Text excerpt:
2 hours ago, nevenbekriev said:

Sometimes there are wicked watches that will not run as we want

Then yes this one I definitely agree with any time you're dealing with vintage watches even if they sometimes show potential that they're going to Run and they're going to do what you think there do sometimes they won't. So technically I like the verify that the watch is going to run before it's cleaned and or and I like the fix any of the problems that I can find before I disassemble to run it through the cleaning machine if I can so things like timing adjustments and escapement adjustments and any of that stuff I can do before cleaning I would like to do it. But even if I get a watch that shows that it's going to be fine the rest of the way there is no guarantee that's going to happen if it's vintage.

Oh and I didn't reread the whole discussion but there is something I was curious about it looks nice except?

image.png.2fd26ac34ed680a0abf35c45328c67df.png

Before putting the watch in beat did you verify that the banking pins are where there supposed to be? Yes there movable banking pins and often times because are movable and there in a watch and people like to move things that move them with zero idea of what the consequence will be. So you can't visually put the watch in beat until you verify the banking pins or where there supposed to be.

 

 

  • Like 1
Posted

Well, being as I am an amateur watch repairer, I can only identify so much thats wrong at this point.  So im sure Ive missed a number of things that are not correct with this watch.  Be that as it may, Im pretty pleased with my first staff replacement and the watch runs now.  
I do not know what “good 'draw' of the lever to the banking pins” means. 
I also have no idea how to verify that the banking pins are in the correct positions, but Ill look into learning about this, thanks for the insight.

Tasks to carry out:
1) List every watch part named in the watch repair discussion.
2) Answer these questions from the watch repair discussion:
(a) What does the first poster like to verify before a watch is cleaned?
(b) Which replacement does the second poster describe as a first?
(c) What must be verified before the watch can be visually put in beat?

Supplied records:

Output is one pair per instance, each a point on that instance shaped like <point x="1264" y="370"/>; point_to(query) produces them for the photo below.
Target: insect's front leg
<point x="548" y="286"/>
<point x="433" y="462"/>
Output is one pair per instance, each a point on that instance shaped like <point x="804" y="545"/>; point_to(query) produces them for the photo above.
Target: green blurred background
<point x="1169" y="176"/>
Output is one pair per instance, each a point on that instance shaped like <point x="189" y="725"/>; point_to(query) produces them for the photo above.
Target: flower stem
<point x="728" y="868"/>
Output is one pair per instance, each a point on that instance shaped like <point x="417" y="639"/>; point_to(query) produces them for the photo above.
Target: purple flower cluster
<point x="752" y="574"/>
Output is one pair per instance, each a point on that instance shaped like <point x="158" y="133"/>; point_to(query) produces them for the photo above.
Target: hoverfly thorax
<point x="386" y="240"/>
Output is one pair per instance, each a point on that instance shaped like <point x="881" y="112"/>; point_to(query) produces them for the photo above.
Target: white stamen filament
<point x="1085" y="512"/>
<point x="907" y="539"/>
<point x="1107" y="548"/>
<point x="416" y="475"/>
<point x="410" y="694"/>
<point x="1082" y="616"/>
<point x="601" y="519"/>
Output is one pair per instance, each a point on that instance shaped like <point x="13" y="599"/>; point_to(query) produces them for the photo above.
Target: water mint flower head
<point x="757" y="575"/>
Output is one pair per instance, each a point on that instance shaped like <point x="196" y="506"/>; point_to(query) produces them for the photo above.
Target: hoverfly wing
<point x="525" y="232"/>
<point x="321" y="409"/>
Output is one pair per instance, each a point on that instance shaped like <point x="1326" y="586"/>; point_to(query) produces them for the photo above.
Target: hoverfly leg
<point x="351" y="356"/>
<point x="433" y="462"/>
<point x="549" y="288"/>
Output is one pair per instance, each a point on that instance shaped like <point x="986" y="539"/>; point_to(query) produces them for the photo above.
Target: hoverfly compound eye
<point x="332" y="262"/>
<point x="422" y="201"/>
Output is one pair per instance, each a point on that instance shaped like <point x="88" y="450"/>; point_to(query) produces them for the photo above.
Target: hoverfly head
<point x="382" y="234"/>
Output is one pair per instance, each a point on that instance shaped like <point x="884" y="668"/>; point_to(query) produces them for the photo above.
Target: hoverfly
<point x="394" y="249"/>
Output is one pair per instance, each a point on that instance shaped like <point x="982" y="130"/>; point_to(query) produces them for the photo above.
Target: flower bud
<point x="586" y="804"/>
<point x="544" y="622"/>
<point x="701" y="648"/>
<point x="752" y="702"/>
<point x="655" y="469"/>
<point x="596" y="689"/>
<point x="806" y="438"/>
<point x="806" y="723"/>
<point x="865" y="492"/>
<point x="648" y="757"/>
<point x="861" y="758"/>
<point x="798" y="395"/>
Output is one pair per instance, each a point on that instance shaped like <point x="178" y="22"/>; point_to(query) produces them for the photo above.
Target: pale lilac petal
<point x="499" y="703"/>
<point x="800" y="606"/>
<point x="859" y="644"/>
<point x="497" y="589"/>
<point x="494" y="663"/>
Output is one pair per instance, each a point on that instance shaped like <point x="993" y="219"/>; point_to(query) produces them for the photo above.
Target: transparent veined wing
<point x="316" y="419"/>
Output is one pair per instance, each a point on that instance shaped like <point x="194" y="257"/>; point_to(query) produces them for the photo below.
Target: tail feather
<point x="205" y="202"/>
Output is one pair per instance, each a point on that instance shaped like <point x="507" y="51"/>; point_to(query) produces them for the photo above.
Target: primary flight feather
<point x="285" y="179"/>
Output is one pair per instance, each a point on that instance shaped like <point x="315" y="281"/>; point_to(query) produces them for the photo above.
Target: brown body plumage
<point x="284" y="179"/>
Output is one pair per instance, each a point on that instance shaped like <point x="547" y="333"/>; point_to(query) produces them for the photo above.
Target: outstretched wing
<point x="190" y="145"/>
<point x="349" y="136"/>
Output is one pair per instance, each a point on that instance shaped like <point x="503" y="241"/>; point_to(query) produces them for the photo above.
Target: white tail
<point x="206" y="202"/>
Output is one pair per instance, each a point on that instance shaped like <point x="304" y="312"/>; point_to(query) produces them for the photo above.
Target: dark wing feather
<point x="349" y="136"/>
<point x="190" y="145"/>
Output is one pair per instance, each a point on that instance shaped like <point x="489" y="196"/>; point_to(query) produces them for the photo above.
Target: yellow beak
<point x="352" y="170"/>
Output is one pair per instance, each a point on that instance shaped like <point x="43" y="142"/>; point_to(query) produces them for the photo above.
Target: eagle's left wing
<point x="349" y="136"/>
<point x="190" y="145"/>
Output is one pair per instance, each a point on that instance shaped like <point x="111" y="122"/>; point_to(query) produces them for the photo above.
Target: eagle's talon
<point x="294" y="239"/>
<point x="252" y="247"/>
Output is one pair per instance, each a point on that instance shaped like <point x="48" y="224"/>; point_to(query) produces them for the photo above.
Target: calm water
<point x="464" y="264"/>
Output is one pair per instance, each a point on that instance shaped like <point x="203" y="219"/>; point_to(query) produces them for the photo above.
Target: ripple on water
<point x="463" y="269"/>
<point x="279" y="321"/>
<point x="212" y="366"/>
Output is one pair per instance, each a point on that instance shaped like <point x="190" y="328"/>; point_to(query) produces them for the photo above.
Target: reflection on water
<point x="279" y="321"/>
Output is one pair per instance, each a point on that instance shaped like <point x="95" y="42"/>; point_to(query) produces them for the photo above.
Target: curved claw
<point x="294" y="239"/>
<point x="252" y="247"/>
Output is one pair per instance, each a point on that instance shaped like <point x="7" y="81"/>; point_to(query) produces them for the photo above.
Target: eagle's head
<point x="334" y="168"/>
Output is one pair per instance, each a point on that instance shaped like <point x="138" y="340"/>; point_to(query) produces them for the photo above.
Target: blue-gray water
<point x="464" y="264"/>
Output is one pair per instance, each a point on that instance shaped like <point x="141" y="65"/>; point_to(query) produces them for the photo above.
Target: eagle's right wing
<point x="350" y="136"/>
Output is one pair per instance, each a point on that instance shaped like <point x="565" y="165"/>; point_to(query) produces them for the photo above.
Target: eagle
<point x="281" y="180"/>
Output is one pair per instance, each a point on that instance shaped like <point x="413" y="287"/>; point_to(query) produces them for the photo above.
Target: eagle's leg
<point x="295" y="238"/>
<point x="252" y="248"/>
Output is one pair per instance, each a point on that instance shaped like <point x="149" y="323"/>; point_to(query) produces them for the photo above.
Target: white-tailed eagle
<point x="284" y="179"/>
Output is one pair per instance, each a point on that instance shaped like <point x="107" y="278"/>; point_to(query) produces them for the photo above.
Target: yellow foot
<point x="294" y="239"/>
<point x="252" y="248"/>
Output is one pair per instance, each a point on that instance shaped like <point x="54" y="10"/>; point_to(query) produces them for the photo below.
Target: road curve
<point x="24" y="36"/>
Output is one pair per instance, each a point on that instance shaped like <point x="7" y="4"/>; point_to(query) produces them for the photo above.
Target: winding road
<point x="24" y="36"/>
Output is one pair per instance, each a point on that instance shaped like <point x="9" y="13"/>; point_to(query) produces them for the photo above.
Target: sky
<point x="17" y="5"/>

Set of answers:
1) Escapement, banking pins, staff, lever

2)
(a) That the watch is going to run.
(b) A staff replacement.
(c) That the banking pins are where they are supposed to be.